In day to day life around the world, all these parallel trends amplify each other—so much so that we can even state their relationship as an equation:
demographic imbalances
+ political upheaval
+ economic dislocation
+ technological disruption
+ climate change
×
connectivity
=
accelerated mobility
These variables also interact in complex and unforeseen ways. Pandemics wipe out millions of people within the span of a few years, while climate change does so cumulatively via droughts and other natural disasters. Both heighten economic and social uncertainty, which drives down fertility. So, too, do financial crises and labor automation, which also force people to move in search of jobs and an affordable life. The bottom line is that everything drives migration, alone and together.
The Covid-19 pandemic and its aftermath will reinforce these pre-existing trends. To be clear: The coronavirus lockdown was a stunning break from recent decades of intensifying resettlement—but it was artificial and temporary. It did, however, prompt people everywhere to rethink where they live and begin looking for better options. People are ditching “red zones” with inadequate healthcare for “green zones” with better medical systems and “blue zones” offering greater climate resilience. We are all in search of the right combination of latitude and attitude.

· · · ·

> **Required work**:
From the equation in the excerpt on migration, list every term that is added together before the sum is multiplied by connectivity.

· · · ·

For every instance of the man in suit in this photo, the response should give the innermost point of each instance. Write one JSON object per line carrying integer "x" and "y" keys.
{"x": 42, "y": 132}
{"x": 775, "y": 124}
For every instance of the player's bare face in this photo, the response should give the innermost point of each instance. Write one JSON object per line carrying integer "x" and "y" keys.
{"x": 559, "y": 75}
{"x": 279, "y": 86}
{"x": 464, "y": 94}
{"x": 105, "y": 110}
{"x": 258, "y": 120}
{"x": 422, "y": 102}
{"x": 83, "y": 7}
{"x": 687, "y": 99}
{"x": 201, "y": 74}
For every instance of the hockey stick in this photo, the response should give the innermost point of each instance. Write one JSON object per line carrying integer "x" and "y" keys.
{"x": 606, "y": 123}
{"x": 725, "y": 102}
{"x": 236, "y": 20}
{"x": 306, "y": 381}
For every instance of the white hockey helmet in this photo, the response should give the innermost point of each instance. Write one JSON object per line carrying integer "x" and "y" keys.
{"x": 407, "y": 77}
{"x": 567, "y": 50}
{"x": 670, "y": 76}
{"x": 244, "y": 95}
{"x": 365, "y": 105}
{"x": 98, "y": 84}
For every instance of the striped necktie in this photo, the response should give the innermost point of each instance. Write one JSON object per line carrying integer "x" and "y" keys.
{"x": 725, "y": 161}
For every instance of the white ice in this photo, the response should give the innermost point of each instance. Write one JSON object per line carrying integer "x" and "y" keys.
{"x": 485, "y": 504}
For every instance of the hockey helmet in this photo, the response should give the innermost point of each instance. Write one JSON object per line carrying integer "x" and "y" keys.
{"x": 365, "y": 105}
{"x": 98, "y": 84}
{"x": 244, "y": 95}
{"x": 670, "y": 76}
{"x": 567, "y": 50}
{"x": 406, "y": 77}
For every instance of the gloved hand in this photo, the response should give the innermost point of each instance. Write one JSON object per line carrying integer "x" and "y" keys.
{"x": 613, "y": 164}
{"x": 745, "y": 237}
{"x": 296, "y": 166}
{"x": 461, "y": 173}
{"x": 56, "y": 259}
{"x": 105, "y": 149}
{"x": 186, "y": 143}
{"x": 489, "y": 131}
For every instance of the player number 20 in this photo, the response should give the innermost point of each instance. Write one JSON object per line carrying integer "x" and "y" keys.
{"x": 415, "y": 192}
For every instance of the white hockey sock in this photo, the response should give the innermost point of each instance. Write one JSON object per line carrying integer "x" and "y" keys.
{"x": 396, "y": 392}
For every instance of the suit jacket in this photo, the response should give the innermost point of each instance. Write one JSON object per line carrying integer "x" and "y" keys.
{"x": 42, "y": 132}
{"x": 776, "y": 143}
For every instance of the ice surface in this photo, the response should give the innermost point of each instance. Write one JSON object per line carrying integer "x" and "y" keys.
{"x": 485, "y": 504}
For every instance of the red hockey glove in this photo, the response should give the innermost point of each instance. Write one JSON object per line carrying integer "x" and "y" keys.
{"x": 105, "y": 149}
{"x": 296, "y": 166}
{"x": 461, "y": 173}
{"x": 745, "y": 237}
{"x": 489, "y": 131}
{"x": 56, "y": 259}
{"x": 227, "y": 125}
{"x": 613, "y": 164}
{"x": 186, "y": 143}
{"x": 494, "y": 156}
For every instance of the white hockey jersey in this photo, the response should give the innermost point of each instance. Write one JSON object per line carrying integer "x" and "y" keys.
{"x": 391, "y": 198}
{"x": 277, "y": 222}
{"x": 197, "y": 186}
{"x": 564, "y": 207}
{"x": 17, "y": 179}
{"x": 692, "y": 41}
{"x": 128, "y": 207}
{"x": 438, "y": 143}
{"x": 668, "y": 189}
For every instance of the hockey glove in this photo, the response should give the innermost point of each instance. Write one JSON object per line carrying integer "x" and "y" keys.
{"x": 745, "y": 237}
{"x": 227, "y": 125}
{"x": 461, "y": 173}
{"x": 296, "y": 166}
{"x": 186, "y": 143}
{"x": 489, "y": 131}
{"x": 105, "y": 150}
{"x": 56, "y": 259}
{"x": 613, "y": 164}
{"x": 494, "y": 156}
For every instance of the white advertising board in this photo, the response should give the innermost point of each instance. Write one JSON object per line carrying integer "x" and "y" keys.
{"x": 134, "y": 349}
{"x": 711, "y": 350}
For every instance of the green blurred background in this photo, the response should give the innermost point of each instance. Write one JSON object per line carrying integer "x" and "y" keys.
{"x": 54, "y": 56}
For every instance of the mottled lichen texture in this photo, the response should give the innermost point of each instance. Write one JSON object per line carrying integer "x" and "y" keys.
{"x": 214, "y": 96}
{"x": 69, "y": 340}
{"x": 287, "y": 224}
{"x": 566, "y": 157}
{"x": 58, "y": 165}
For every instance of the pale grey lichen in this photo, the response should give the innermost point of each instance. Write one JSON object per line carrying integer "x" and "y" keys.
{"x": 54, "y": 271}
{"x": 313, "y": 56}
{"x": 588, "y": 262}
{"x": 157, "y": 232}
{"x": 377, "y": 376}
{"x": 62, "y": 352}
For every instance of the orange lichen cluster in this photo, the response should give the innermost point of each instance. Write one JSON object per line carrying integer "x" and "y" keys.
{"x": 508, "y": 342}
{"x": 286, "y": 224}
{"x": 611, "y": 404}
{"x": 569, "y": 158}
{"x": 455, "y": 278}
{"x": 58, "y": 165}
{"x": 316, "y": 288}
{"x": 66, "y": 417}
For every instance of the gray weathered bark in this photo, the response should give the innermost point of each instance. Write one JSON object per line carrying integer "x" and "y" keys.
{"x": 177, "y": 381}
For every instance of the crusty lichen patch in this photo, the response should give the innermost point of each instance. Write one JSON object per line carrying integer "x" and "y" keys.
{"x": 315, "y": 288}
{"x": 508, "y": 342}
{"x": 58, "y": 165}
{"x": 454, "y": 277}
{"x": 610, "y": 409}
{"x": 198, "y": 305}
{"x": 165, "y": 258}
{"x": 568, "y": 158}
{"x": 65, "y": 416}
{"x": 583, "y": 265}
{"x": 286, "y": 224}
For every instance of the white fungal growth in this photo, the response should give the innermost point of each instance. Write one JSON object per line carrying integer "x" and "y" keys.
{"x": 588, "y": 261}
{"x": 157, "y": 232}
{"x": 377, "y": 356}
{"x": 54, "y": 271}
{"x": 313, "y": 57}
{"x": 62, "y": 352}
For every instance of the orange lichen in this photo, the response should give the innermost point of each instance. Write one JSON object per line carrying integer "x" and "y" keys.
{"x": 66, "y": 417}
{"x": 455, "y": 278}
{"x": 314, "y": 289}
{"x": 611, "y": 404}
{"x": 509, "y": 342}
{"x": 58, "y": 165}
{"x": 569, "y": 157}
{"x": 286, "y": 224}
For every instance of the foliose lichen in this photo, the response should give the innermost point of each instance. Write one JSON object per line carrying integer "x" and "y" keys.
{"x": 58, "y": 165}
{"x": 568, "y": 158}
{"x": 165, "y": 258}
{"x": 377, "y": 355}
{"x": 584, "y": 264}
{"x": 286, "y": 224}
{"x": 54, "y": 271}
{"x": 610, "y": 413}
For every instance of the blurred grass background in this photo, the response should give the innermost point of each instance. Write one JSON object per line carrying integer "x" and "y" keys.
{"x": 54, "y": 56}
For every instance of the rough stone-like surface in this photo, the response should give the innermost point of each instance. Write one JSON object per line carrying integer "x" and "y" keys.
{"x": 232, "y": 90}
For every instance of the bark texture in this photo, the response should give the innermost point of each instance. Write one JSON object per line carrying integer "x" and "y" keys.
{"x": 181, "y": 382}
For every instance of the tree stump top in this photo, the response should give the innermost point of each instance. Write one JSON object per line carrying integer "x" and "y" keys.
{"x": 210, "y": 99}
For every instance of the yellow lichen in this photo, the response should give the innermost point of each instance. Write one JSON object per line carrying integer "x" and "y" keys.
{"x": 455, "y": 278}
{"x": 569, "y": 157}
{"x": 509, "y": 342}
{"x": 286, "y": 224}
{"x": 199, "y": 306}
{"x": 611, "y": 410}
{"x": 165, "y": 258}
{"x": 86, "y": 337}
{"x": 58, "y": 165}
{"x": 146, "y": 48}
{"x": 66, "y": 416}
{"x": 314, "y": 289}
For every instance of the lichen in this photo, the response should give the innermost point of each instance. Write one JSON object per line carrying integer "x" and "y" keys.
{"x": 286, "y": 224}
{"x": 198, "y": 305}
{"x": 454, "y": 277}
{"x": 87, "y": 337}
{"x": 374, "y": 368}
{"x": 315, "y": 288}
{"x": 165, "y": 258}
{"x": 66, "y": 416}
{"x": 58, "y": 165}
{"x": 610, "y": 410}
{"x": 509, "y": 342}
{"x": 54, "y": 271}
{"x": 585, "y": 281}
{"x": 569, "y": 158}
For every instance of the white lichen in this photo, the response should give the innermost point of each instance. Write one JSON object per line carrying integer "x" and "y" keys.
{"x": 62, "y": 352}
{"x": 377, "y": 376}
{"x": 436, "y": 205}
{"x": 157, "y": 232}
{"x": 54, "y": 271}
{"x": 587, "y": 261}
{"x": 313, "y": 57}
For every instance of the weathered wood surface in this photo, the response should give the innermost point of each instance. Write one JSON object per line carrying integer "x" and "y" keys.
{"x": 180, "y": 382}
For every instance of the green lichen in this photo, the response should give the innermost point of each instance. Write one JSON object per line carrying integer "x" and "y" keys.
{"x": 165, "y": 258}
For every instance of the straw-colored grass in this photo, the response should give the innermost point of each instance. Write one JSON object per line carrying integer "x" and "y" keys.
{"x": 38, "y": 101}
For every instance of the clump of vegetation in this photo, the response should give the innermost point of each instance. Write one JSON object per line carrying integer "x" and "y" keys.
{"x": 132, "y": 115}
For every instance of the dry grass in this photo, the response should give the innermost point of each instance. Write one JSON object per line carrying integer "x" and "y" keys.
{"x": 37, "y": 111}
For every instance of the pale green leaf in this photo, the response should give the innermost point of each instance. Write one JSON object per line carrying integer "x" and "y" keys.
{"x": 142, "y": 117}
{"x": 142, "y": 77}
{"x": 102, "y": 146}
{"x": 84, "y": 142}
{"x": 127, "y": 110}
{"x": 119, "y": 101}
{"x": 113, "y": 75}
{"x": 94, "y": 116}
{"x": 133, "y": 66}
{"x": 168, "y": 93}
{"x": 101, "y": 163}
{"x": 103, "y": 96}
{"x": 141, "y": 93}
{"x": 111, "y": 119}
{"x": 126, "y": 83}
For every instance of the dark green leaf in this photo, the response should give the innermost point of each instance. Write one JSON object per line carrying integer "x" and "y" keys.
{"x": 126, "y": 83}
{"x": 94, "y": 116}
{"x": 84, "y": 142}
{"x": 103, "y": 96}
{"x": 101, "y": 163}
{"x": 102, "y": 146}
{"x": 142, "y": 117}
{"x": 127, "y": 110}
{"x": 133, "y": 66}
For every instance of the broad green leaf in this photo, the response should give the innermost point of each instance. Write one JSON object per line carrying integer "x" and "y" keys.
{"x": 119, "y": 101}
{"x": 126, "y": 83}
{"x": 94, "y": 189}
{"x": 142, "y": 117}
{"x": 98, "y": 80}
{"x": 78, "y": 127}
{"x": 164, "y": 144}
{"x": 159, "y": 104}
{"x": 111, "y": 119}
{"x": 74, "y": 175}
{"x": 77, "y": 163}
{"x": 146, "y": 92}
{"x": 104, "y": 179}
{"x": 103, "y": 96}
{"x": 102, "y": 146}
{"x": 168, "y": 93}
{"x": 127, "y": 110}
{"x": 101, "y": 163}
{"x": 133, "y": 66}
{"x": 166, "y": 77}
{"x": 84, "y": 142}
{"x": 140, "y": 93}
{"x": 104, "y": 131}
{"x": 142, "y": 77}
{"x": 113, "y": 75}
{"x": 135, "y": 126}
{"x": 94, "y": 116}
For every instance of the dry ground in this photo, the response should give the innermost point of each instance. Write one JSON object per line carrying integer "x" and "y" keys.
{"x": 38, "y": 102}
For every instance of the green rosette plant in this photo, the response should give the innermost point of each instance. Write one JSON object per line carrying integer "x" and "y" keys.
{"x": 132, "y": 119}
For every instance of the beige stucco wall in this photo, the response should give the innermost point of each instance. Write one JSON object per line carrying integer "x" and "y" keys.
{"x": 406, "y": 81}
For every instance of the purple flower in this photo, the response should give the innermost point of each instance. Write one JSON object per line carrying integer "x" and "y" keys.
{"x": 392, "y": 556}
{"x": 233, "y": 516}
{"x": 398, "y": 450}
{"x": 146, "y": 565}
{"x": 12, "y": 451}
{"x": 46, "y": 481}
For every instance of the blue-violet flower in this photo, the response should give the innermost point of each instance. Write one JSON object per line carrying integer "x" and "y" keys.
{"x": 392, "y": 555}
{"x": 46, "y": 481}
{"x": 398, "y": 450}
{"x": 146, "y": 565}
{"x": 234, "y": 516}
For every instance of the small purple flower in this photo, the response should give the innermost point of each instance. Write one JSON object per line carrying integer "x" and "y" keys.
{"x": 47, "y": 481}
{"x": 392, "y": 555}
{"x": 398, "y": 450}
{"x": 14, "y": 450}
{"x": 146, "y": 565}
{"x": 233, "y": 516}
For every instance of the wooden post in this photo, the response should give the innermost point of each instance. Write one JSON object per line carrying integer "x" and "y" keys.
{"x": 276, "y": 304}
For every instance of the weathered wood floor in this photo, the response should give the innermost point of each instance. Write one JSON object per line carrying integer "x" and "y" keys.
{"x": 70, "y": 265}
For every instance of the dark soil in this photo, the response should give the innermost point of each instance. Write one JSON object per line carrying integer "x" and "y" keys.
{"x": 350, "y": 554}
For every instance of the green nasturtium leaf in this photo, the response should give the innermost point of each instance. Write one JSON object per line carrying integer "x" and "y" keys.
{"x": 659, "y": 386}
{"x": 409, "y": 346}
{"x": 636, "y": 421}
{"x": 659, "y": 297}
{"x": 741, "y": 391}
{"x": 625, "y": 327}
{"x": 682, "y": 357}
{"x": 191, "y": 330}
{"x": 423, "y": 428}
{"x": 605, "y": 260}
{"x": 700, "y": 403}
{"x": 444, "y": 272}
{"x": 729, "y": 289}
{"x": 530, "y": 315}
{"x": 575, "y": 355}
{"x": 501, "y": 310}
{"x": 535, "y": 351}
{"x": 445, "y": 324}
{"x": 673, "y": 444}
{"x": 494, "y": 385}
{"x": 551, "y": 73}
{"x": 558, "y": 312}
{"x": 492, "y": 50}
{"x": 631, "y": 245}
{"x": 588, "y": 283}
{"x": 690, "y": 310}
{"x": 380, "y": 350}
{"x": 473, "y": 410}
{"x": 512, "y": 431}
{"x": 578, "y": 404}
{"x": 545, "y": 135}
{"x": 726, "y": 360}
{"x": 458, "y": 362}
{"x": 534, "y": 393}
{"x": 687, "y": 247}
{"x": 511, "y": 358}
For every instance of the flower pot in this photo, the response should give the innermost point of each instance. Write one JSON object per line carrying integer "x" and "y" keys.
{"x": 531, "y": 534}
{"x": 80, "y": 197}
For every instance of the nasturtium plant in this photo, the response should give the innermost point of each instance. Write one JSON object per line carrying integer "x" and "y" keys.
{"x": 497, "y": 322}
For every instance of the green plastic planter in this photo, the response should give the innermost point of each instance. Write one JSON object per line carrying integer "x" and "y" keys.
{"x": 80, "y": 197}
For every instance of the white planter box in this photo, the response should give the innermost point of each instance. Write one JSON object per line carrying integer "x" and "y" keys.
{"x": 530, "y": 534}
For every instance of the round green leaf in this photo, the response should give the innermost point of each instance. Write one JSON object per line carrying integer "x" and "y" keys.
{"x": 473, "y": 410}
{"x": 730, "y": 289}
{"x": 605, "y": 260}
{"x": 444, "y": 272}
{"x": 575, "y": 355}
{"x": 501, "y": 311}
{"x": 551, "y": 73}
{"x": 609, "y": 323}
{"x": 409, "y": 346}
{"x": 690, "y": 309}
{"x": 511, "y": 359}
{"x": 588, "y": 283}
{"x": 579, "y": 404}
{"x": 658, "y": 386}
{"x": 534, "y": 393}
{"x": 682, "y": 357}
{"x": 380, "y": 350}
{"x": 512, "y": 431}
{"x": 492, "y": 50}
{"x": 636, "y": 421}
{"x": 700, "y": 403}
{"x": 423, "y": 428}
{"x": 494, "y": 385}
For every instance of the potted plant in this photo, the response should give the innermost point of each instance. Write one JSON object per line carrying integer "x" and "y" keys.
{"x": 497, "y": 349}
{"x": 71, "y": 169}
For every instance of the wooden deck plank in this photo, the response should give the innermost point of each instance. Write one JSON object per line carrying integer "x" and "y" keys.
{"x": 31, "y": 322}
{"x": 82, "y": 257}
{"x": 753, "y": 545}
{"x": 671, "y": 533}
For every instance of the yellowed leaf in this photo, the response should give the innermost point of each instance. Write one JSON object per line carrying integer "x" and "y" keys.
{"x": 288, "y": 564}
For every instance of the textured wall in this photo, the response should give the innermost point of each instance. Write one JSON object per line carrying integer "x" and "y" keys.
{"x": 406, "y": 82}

· · · ·

> **Finished exercise**:
demographic imbalances
political upheaval
economic dislocation
technological disruption
climate change